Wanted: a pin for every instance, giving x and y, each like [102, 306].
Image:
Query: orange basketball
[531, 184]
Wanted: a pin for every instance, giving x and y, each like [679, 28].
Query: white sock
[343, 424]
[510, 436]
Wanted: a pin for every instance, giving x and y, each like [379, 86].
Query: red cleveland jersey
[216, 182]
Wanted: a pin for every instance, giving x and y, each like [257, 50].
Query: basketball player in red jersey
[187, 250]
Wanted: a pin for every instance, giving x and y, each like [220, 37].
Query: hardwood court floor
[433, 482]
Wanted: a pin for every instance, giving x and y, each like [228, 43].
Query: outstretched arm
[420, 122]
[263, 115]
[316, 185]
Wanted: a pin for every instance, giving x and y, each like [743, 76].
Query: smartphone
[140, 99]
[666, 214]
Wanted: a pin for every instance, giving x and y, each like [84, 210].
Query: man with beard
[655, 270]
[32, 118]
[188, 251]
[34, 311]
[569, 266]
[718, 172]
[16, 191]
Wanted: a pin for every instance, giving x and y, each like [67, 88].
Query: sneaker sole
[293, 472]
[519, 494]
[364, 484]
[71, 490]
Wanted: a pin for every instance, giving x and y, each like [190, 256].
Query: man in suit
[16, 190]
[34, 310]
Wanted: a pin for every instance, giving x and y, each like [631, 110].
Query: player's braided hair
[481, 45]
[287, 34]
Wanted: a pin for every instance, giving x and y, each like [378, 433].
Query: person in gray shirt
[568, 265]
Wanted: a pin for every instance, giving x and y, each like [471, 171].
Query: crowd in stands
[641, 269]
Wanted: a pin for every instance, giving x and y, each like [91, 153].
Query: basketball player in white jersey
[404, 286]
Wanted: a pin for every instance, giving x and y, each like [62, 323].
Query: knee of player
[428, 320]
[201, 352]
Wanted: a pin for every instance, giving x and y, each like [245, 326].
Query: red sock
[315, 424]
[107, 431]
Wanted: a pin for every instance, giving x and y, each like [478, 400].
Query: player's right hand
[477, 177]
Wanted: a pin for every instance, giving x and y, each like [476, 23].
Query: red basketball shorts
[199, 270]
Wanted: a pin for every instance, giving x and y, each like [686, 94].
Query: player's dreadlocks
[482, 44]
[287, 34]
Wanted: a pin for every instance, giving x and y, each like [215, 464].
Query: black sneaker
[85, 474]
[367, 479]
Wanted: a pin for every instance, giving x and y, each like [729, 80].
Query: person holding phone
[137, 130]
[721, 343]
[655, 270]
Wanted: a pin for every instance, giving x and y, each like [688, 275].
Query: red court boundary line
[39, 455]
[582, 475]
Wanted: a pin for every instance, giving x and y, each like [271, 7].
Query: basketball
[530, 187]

◆ ◆ ◆

Task instructions. Repeat, without changes, every line from the one that contains "like [62, 323]." through the final line of the data.

Exercise response.
Wanted: a pin for every instance, giving x and y, each like [62, 323].
Query: knee of player
[428, 320]
[201, 352]
Wanted: a pin for every instance, giving x and y, each like [245, 326].
Query: red sock
[315, 424]
[107, 431]
Wanted: a pin for every instance, giving x and y, each like [478, 400].
Query: player's right hand
[477, 177]
Wanted: a pin for every instance, giving x and y, each like [476, 23].
Query: red basketball shorts
[199, 270]
Wanted: a pin for every instance, giving x and y, each like [686, 94].
Query: player's dreadlocks
[482, 44]
[287, 34]
Wanted: a pin for every instance, giving x and y, each like [215, 464].
Query: black sneaker
[85, 474]
[367, 479]
Wanted: a pin for every instance, giving x and y, each like [729, 80].
Query: person holding phone
[137, 130]
[721, 343]
[655, 270]
Wanted: a pin for every instance, giving x and y, each like [688, 275].
Query: red court boundary line
[39, 455]
[582, 475]
Wanted: a pin for every instance, giving x and y, each like [271, 7].
Query: basketball
[530, 187]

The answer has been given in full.